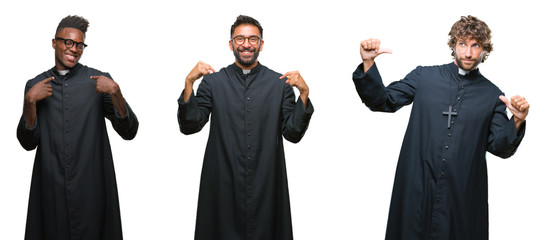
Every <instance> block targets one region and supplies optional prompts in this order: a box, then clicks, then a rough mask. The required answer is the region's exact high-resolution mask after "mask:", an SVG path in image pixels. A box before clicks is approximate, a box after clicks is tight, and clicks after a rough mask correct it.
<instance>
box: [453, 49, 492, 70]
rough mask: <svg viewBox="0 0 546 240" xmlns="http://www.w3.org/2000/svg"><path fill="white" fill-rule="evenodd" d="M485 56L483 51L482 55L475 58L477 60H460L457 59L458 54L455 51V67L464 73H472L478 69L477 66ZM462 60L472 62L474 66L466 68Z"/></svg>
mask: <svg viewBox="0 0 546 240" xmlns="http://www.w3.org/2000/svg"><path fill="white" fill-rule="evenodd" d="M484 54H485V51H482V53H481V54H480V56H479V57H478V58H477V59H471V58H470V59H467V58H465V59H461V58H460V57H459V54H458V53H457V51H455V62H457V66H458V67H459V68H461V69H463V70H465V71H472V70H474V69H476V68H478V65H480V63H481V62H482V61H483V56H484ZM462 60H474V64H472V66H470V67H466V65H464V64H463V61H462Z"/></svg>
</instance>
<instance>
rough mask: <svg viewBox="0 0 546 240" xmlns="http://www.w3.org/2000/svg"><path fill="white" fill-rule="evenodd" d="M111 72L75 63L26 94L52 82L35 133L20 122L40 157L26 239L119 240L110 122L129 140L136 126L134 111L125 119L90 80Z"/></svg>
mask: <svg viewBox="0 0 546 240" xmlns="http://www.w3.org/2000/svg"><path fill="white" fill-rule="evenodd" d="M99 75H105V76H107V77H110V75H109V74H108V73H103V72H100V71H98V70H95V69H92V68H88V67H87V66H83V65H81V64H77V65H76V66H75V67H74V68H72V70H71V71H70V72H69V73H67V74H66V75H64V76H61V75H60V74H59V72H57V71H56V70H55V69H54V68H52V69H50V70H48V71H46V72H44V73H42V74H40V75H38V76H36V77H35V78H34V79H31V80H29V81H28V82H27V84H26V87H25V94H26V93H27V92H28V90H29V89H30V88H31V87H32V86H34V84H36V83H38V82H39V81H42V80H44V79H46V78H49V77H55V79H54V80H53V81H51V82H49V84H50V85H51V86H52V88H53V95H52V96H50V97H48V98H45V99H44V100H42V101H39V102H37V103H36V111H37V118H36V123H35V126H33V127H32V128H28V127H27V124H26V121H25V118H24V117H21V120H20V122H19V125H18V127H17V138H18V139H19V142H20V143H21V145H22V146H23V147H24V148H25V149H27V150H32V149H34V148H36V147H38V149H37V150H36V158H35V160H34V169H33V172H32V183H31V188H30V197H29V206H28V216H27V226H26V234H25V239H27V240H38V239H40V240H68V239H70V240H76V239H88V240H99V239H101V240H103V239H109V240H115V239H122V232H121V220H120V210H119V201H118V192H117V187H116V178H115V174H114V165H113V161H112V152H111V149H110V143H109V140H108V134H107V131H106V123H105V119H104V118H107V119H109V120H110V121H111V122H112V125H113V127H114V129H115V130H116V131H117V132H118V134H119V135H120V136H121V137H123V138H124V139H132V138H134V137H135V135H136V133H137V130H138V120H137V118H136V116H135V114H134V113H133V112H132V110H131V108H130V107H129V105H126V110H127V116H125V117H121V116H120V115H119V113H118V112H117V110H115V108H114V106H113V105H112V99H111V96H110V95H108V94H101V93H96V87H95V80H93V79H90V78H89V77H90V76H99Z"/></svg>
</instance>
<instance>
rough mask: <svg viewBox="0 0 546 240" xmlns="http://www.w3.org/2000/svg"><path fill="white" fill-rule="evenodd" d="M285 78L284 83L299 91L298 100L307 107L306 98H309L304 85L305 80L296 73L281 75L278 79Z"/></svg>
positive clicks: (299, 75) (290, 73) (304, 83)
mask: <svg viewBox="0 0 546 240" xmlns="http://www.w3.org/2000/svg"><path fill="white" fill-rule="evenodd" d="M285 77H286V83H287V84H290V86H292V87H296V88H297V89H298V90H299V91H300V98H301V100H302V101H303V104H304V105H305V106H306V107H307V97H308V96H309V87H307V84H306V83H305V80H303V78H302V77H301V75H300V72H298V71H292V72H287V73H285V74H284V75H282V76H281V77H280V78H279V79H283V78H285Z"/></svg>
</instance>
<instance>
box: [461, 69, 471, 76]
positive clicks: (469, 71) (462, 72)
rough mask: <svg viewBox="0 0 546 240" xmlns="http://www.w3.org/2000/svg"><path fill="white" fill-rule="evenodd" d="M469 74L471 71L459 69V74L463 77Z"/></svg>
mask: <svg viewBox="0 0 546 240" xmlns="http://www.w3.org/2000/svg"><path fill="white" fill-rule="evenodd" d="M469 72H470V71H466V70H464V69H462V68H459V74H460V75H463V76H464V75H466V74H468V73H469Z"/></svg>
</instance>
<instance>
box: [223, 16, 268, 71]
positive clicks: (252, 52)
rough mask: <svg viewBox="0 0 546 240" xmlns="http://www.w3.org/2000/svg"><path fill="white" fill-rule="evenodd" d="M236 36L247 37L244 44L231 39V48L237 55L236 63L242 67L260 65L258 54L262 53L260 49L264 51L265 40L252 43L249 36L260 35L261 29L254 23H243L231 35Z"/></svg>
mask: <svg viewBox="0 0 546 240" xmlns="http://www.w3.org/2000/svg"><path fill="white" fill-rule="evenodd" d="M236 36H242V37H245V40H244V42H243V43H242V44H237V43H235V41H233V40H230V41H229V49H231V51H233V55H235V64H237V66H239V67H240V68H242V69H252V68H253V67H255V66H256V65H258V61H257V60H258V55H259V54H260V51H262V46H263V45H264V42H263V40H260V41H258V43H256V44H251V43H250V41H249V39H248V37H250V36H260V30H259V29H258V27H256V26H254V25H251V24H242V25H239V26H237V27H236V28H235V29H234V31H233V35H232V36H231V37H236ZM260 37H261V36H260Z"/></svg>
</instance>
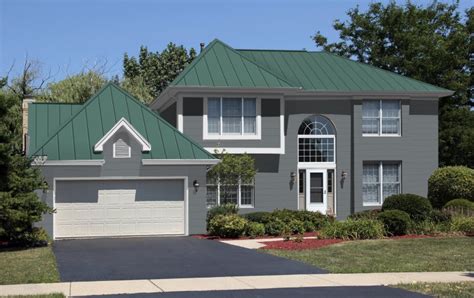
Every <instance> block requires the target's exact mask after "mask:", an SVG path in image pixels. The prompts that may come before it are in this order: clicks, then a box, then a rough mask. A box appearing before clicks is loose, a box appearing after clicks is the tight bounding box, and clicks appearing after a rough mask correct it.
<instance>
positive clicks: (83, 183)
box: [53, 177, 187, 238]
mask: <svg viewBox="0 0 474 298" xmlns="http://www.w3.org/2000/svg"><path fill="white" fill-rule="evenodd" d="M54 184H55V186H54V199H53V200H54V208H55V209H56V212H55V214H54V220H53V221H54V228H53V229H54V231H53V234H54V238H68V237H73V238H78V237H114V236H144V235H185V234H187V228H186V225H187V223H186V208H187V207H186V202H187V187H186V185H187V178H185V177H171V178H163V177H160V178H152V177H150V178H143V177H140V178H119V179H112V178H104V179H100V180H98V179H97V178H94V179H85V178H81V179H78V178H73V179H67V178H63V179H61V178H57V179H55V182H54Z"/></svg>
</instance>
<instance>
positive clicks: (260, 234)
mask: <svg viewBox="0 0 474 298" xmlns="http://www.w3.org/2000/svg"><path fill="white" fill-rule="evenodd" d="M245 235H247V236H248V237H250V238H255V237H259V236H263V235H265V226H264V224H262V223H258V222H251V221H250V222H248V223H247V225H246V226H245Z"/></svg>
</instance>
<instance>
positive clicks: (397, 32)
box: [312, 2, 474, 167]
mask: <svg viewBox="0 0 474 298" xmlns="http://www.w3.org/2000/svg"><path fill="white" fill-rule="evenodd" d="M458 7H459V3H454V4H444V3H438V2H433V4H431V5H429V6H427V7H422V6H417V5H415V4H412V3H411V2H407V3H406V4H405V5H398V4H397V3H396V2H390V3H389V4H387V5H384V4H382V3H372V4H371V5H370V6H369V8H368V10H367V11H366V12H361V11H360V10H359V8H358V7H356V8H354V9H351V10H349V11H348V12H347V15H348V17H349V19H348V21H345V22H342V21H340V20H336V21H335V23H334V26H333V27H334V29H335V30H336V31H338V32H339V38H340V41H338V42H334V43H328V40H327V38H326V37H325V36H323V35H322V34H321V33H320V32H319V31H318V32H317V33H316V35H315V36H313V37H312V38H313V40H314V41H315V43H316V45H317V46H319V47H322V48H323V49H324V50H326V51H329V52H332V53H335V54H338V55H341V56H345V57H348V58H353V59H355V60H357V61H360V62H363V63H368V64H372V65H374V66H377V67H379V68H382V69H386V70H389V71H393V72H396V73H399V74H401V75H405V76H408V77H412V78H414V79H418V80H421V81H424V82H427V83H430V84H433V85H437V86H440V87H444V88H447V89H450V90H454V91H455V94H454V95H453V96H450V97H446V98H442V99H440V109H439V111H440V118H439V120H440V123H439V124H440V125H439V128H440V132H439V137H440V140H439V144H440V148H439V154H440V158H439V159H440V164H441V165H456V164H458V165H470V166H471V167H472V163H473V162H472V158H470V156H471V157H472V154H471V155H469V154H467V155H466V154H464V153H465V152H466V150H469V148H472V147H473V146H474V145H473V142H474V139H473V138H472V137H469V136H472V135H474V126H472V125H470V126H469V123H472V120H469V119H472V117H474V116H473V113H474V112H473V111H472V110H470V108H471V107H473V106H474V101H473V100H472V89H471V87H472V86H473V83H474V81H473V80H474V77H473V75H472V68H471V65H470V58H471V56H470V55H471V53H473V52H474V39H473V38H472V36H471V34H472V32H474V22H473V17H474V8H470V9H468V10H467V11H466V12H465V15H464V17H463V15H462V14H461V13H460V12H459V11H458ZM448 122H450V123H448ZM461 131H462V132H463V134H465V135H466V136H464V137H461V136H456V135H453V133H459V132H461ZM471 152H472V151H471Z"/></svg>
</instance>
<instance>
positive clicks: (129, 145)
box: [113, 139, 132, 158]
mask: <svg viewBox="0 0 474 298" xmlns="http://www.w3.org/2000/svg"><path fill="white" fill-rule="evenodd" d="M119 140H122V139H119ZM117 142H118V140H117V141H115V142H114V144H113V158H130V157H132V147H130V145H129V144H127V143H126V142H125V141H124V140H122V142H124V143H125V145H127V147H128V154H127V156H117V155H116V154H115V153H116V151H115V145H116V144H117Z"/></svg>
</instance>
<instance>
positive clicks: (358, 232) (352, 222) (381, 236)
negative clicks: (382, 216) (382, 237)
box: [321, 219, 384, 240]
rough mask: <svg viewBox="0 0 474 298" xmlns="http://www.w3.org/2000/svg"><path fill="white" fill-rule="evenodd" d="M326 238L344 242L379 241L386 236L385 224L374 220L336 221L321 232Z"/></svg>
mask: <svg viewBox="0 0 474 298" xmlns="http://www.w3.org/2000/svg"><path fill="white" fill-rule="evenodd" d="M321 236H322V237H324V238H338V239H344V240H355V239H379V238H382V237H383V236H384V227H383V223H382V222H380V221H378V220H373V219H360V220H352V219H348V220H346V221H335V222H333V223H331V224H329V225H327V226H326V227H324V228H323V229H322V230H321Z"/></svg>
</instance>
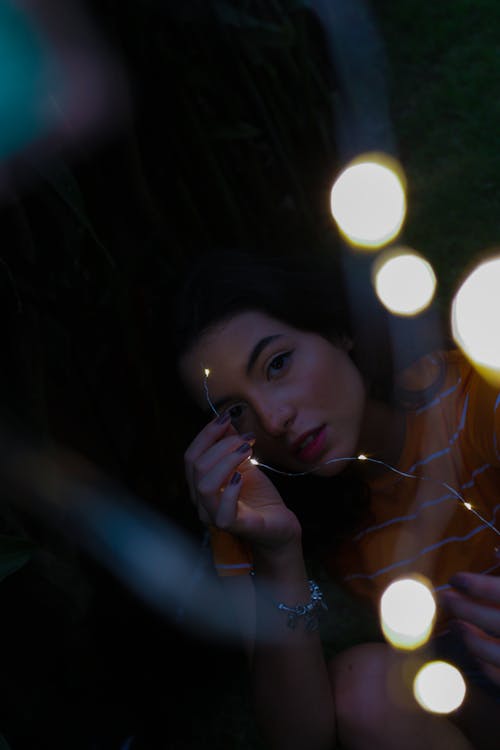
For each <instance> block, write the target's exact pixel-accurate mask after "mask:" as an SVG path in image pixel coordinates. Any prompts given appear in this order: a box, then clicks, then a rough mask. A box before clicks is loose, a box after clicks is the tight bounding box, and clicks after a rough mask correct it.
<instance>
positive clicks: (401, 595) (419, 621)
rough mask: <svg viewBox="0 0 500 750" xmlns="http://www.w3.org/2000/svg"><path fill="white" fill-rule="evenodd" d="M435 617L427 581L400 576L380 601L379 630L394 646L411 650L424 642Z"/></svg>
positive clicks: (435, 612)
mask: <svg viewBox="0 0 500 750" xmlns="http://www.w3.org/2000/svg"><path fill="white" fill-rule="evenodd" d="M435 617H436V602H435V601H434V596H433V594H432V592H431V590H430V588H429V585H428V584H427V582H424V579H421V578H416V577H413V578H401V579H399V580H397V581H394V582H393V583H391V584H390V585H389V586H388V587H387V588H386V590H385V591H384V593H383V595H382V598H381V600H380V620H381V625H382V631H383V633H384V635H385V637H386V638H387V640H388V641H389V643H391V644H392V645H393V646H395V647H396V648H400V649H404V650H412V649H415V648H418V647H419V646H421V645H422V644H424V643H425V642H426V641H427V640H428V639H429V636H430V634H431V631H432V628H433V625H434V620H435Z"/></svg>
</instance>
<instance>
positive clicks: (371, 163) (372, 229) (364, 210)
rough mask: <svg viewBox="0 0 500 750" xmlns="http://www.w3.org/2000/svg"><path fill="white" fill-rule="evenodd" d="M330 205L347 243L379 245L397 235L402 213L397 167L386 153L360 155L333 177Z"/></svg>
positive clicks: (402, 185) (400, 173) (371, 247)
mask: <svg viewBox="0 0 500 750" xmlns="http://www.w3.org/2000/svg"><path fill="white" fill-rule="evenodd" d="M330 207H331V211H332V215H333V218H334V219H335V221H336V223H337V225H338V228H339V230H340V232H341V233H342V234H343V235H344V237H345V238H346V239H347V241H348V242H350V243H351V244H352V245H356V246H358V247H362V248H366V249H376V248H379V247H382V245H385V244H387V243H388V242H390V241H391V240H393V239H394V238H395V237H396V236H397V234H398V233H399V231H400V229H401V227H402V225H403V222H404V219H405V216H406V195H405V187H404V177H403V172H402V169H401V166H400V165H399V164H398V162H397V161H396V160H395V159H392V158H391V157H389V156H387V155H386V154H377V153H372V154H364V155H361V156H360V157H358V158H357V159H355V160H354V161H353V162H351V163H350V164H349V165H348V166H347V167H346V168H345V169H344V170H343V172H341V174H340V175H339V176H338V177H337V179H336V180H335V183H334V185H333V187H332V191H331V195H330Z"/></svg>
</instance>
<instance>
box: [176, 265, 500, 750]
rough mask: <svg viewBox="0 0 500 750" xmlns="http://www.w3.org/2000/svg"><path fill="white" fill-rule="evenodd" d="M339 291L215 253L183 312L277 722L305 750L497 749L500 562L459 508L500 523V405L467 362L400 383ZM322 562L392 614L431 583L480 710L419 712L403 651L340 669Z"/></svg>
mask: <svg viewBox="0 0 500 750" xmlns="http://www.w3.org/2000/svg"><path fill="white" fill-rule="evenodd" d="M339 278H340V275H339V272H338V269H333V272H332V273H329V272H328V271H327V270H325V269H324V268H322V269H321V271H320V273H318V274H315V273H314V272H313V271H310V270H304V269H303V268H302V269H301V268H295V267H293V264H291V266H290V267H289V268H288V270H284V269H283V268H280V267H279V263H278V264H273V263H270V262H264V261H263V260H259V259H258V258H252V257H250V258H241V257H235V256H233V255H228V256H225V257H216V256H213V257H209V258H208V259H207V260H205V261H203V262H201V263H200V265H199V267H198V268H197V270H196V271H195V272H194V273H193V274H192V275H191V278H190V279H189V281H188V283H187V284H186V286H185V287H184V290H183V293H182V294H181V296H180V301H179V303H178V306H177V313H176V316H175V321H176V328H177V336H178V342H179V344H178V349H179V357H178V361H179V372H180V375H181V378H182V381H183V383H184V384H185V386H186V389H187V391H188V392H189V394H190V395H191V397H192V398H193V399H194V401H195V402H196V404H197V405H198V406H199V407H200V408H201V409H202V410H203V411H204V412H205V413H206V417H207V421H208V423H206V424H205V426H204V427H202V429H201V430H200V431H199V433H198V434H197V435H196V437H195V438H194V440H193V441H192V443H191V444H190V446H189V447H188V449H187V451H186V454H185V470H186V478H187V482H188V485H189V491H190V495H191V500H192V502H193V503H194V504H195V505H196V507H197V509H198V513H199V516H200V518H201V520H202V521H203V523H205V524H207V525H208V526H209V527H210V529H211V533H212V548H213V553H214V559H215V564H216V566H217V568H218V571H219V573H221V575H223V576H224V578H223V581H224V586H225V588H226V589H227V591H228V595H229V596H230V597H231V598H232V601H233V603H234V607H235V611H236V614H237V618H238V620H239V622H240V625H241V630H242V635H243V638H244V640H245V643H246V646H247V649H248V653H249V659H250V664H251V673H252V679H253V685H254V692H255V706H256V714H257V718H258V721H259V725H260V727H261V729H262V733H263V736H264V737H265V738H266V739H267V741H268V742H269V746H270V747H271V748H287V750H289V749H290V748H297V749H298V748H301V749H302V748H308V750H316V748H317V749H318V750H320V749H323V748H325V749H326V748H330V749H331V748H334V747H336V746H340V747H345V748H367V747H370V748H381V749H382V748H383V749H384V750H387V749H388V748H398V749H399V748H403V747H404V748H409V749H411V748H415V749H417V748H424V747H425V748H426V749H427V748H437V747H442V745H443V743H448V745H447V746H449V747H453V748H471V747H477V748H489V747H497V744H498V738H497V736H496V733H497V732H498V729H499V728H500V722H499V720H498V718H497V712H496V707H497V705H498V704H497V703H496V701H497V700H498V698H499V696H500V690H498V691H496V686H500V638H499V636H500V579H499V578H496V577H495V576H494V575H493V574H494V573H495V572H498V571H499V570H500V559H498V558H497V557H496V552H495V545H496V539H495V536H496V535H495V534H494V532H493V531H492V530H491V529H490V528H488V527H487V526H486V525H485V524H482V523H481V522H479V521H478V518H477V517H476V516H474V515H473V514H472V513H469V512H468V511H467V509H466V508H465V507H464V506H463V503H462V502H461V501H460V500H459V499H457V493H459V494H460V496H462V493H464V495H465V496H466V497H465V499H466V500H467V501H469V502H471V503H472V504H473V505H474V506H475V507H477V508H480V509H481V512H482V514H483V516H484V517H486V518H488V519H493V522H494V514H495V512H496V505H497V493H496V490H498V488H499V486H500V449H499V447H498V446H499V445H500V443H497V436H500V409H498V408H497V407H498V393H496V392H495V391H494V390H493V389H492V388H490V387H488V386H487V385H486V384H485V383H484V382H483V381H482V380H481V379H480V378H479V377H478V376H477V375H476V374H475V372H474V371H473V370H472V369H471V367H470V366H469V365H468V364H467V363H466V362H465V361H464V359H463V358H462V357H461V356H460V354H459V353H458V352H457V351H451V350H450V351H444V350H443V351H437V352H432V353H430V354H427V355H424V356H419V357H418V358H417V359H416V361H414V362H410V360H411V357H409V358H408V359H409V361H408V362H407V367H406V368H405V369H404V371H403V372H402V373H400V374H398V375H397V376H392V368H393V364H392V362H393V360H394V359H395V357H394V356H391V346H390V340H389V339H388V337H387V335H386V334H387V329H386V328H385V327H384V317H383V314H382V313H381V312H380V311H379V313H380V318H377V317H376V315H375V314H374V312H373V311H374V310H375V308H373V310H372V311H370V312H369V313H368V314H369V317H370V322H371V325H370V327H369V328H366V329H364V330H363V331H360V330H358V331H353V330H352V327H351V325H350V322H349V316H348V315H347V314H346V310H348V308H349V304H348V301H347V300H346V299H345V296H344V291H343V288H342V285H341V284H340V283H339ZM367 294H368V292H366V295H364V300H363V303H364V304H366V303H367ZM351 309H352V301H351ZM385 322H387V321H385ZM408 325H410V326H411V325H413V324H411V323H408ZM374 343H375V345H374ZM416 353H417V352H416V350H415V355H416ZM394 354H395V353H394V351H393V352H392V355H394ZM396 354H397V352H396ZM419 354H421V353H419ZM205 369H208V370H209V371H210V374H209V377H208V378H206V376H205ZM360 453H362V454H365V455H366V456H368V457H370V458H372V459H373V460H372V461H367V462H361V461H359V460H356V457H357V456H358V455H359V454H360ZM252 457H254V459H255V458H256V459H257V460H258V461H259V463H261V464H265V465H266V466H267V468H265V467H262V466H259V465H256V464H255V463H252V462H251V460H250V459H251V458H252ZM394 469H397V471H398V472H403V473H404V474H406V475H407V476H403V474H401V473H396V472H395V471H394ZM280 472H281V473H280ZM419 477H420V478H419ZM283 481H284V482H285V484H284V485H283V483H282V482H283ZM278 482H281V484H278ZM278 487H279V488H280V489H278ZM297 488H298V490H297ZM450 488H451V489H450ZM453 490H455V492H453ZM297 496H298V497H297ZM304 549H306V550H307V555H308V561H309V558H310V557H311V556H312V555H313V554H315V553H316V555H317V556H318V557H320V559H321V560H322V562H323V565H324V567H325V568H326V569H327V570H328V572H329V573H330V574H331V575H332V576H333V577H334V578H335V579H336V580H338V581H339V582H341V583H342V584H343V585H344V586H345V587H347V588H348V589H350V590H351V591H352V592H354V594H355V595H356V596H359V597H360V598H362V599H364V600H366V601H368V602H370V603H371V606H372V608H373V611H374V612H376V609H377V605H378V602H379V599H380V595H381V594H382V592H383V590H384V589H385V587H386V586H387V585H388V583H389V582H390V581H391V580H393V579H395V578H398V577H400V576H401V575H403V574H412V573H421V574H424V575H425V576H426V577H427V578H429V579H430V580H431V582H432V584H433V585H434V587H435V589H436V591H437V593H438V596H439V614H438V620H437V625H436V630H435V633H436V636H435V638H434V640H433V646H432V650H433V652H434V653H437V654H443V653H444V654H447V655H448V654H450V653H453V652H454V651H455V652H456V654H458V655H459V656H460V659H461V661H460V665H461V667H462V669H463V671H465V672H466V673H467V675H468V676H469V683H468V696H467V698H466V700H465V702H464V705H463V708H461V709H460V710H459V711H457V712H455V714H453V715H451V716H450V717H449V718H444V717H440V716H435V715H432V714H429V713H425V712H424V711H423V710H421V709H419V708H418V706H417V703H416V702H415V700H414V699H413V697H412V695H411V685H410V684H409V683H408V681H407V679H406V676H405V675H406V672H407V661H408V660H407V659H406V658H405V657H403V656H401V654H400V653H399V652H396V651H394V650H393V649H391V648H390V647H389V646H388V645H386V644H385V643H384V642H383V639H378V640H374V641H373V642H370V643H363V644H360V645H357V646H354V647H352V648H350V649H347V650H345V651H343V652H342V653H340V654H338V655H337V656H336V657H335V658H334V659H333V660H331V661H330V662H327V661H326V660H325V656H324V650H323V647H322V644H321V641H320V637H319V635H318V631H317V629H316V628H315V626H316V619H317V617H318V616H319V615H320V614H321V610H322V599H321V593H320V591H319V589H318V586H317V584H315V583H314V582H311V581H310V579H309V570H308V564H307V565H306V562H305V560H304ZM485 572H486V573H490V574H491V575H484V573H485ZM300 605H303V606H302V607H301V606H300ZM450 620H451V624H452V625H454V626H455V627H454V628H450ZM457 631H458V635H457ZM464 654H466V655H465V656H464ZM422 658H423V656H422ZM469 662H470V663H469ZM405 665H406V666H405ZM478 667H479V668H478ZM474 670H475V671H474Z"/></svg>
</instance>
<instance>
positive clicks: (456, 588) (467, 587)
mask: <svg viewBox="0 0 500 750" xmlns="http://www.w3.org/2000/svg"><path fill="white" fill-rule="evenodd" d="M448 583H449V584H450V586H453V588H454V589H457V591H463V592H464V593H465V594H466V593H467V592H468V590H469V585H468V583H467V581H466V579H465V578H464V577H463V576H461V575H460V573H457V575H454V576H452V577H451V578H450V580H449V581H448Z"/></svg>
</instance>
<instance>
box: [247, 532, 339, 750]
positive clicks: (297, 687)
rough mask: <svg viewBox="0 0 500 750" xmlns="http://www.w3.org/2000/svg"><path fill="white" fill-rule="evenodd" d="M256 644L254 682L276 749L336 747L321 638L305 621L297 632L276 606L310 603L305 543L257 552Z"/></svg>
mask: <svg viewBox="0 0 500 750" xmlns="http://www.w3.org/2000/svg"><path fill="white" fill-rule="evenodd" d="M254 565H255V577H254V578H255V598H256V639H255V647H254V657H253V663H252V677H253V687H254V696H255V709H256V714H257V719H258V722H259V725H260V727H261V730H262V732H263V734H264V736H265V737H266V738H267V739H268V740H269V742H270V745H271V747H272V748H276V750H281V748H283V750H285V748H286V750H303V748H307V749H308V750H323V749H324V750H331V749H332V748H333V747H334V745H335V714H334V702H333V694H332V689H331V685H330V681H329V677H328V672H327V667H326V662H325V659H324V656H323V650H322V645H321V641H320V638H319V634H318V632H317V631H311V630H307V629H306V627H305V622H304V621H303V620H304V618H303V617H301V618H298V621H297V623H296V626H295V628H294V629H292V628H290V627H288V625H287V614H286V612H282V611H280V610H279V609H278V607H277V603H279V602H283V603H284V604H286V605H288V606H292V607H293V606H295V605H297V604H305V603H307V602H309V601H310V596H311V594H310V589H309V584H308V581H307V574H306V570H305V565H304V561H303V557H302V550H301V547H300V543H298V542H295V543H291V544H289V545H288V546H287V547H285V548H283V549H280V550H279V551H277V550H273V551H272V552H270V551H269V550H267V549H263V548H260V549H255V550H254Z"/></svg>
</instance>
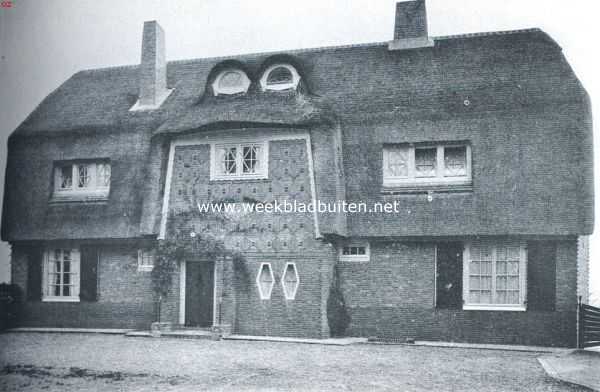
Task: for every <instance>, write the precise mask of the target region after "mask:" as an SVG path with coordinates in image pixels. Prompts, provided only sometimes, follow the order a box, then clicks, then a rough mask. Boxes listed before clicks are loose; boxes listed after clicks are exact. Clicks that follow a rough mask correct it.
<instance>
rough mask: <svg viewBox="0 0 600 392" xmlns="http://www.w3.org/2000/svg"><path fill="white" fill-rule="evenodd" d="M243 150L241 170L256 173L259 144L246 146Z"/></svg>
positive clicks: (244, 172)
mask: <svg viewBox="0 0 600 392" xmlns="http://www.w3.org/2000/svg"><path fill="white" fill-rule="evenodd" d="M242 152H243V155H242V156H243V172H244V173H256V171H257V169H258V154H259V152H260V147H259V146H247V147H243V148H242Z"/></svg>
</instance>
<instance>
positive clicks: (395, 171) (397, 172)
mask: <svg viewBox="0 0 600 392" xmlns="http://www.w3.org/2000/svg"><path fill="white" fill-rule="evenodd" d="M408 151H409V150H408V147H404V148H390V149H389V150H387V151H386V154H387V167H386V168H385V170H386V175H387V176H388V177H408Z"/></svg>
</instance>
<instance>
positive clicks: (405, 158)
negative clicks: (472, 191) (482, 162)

•••

What you should do: Rewrite the data from its start through the line containing "56L483 51L482 55L475", changing "rough mask" to "coarse mask" and keeping everything else the same. Leave out the pictures.

Output of the exercise:
Every <instance> block targets one region and supplies optional prompts in this order: a box, then clicks, then a coarse mask. The required answer is the region's exact high-resolution mask after "mask:", an SVG path in image pixels. A box before clicks is approximate, a box after clicks is tight, and clicks after a coarse mask correct it.
<instance>
box: [453, 49, 492, 70]
coarse mask: <svg viewBox="0 0 546 240" xmlns="http://www.w3.org/2000/svg"><path fill="white" fill-rule="evenodd" d="M485 56L483 51L482 55L475 58L477 60H460L457 59L458 54L455 51V67L464 73H472L478 69L477 66ZM462 60L472 62L474 66L466 68Z"/></svg>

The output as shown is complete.